> **Material to process**
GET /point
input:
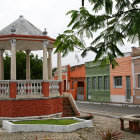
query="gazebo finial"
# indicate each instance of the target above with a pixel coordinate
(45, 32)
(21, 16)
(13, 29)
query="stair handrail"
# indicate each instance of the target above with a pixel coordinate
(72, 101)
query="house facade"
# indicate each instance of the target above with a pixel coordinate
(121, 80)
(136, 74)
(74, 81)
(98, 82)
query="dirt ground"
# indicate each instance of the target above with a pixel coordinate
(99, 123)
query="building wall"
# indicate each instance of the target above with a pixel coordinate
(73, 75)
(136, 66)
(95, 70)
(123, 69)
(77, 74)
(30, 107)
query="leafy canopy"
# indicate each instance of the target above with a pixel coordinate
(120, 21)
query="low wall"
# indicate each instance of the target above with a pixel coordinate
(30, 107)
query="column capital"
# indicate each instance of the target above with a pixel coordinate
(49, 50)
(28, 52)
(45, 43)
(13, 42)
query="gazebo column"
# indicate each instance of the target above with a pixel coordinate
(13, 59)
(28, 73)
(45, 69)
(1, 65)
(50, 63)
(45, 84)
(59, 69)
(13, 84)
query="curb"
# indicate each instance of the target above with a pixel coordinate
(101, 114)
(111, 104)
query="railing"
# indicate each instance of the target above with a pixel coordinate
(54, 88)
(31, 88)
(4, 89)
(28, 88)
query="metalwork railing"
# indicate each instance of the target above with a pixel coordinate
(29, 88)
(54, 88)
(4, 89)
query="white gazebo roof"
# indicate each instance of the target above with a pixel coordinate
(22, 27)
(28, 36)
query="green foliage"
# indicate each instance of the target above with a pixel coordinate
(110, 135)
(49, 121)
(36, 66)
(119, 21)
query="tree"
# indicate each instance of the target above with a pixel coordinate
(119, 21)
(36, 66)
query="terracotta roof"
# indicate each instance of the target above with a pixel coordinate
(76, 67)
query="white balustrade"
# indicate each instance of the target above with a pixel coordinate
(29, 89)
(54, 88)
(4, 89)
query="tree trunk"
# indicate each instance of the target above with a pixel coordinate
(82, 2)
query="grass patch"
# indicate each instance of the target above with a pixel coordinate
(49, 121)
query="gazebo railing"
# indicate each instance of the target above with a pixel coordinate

> **The request**
The records above are to be quoted exactly, with all pictures left out.

> **Task solution**
GET /point
input:
query="gazebo finial"
# indicate each instance of the target above with a pixel coordinate
(45, 32)
(21, 16)
(13, 29)
query="stair handrail"
# indicate each instance of the target above with a pixel coordinate
(72, 101)
query="house facade"
# indicate each instance of the target above with a pixel coordinate
(121, 80)
(136, 74)
(74, 81)
(98, 82)
query="dirt ground"
# indicate each instance of the target above with a pixel coordinate
(99, 123)
query="building wall"
# indicate each instance of the target above with a pixel coordinate
(73, 75)
(136, 66)
(95, 70)
(123, 69)
(77, 74)
(30, 107)
query="leafy canopy"
# indicate each instance of the target above with a pixel coordinate
(120, 21)
query="low wall"
# indicate each instance of the target above with a pixel coordinate
(30, 107)
query="column capital"
# indicate each instance of the target above with a pixel coordinate
(49, 50)
(28, 52)
(45, 43)
(13, 42)
query="gazebo column"
# indicate each instance of the target above with a pixel coordinate
(13, 59)
(28, 73)
(45, 69)
(1, 65)
(50, 63)
(45, 84)
(59, 69)
(13, 84)
query="curb"
# indicate each instance of the target above with a pixel coordinate
(101, 114)
(111, 104)
query="railing"
# indicate each instance of the target above with a pixel coordinate
(54, 88)
(31, 88)
(4, 89)
(28, 88)
query="metalwork railing"
# indicate each instance of the target above with a pixel coordinate
(29, 88)
(54, 88)
(4, 89)
query="white gazebo roof"
# indicate each instance of the target above with a pixel coordinate
(22, 27)
(28, 36)
query="green foliage"
# indicate each instance of the target above with a pixel coordinate
(110, 135)
(49, 121)
(36, 66)
(119, 21)
query="tree"
# indicate each instance of the target above with a pixel coordinate
(119, 21)
(36, 66)
query="terracotta roof"
# indicate each instance of the target above with a pixel coordinate
(76, 67)
query="white balustrade"
# indicate each instance of the target above with a pixel coordinate
(29, 89)
(54, 88)
(4, 89)
query="tree trunk"
# indicate each instance of the target above with a pixel coordinate
(82, 2)
query="grass patch"
# indicate each instance of the target above with a pixel coordinate
(49, 121)
query="gazebo railing"
# indicate each instance of the target above with a pixel coordinate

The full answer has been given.